==== DATA EXTRACT
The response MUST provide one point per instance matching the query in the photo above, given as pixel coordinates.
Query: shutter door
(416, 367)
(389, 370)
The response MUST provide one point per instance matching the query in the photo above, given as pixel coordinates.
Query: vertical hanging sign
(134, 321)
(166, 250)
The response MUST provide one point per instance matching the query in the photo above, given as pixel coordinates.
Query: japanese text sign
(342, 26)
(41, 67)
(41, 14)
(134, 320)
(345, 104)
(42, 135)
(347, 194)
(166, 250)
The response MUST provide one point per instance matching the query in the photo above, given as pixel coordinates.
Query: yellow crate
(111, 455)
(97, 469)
========
■ **PROBLEM TO SOLVE**:
Beginning with the line that contains "Query: shutter door", restate word for word each line through the last one in the data, and write nothing more.

■ **RESULT OF THE TASK**:
Query: shutter door
(416, 367)
(389, 370)
The response MUST provide one point per instance matching the query in the photo above, given as pixel coordinates.
Query: vertical hanging sign
(134, 321)
(166, 250)
The response MUST provide one point per instance matching the query in the photo above, given as pixel coordinates.
Query: japanese text sign
(342, 26)
(41, 67)
(41, 14)
(134, 320)
(345, 104)
(42, 135)
(347, 194)
(166, 250)
The response MUST provide one point per instance matching the query in the photo above, given as pixel coordinates.
Query: yellow crate
(111, 455)
(97, 469)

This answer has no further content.